Short problem: Output every line of the entries from the line containing "Teacher note: have the class pick out the beach" through the last, exactly, with no other content.

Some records
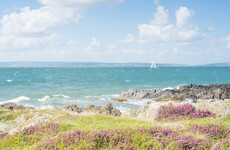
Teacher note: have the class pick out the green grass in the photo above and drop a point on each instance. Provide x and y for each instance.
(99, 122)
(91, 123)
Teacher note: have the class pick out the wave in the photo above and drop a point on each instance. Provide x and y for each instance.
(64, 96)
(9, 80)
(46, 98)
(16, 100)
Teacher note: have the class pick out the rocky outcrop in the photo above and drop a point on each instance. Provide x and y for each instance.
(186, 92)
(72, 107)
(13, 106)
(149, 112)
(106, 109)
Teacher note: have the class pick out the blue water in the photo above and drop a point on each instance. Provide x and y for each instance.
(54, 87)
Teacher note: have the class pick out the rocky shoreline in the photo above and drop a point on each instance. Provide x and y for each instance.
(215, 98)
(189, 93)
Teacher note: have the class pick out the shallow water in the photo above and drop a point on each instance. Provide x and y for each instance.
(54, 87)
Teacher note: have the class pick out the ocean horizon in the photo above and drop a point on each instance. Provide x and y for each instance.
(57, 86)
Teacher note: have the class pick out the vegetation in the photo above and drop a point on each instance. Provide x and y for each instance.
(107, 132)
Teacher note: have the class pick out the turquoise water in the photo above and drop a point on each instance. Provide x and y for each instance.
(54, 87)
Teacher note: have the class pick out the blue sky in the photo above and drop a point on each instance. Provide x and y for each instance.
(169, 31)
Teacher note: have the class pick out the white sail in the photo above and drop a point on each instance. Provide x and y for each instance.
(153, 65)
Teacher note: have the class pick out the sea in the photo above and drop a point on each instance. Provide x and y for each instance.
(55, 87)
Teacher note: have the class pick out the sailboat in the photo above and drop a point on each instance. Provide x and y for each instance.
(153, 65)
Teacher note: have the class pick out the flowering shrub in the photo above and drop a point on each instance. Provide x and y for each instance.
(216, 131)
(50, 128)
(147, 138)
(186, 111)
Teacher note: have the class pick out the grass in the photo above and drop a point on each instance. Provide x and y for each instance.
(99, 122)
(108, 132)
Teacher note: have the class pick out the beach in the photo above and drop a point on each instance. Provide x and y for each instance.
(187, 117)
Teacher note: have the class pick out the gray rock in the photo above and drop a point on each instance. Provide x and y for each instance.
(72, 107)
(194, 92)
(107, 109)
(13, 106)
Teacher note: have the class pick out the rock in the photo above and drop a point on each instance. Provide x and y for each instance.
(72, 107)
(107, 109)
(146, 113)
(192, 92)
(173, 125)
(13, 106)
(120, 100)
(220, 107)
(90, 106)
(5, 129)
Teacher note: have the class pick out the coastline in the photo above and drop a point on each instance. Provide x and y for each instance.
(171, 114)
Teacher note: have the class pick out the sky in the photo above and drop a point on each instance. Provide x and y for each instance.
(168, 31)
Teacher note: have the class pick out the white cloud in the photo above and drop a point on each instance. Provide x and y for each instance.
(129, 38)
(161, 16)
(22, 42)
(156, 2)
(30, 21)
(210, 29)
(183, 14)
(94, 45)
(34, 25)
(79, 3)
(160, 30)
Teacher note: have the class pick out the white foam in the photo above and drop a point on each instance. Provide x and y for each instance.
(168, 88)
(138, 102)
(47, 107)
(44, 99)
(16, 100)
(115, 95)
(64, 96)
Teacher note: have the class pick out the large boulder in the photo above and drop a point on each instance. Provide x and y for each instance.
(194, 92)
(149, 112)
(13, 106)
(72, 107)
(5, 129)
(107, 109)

The reply:
Teacher note: have the class pick out the beach in the photo above and drop a point on each instance. Provide x and y for each instance.
(187, 117)
Teacher note: have the class pick out the gray rock in the photo above and drop a point on each instance. Provide x and y for each instance.
(72, 107)
(194, 92)
(107, 109)
(13, 106)
Teacher note: have the class pick out the rock in the photo above and drop a point on each instance. Provide x and y for each instance.
(72, 107)
(107, 109)
(146, 113)
(192, 92)
(173, 125)
(13, 106)
(120, 100)
(220, 107)
(90, 106)
(5, 129)
Teacher note: have the class pick out the coastline in the photo above and drop a point on each instance. Provide x and y for each instance.
(171, 114)
Teacher note: have the class pick out the sky in the photo above and drop a point on each instance. Provide x and y for each instance.
(168, 31)
Teacher note: have the class pick out the white cloud in the photo above and drop a point on each instance. Provide x and y for each instance.
(129, 38)
(161, 16)
(22, 42)
(156, 2)
(30, 21)
(210, 29)
(183, 14)
(94, 45)
(34, 25)
(79, 3)
(160, 30)
Teacher note: have the class pick out the white foam in the photo above and drop a point on each instance. Provide x and y for each instance.
(168, 88)
(138, 102)
(47, 107)
(44, 99)
(16, 100)
(115, 95)
(64, 96)
Teacher note: have the class pick out the large boulder in the photo above and drop a point on each instance. Provide x and y for each instance.
(194, 92)
(149, 112)
(13, 106)
(72, 107)
(5, 129)
(107, 109)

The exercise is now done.